## [EXERCISE INSTRUCTIONS]
Scan the following material for the string "jacket" and copy each line in which it appears.
↓
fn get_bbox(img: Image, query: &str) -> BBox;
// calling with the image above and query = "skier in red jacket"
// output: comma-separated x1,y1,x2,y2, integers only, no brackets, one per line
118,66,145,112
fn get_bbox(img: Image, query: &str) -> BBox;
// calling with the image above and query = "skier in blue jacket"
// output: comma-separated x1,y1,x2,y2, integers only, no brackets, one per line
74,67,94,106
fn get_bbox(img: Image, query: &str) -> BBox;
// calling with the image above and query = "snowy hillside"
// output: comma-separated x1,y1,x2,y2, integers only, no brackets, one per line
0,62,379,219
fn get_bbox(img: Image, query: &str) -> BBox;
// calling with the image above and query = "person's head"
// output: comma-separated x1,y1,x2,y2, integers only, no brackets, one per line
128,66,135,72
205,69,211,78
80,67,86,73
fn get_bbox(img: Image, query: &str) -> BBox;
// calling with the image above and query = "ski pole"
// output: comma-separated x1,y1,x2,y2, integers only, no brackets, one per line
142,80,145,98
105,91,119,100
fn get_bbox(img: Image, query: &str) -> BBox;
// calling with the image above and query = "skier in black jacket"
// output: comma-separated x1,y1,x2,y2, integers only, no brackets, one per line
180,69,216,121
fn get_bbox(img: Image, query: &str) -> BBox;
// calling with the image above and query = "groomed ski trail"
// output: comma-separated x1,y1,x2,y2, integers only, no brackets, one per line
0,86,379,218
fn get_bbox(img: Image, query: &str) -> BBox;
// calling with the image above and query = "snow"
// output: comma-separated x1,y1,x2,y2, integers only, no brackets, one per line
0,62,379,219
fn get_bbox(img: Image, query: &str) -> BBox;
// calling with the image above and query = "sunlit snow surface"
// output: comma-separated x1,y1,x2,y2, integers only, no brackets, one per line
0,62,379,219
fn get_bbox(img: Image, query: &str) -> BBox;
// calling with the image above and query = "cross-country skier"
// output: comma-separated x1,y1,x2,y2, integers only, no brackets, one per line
↑
## [WRITTEN ANSWER]
// calling with the image above and query = "skier in red jacket"
// calling with the image above and query = "skier in blue jacket"
// calling with the image above and query = "skier in black jacket"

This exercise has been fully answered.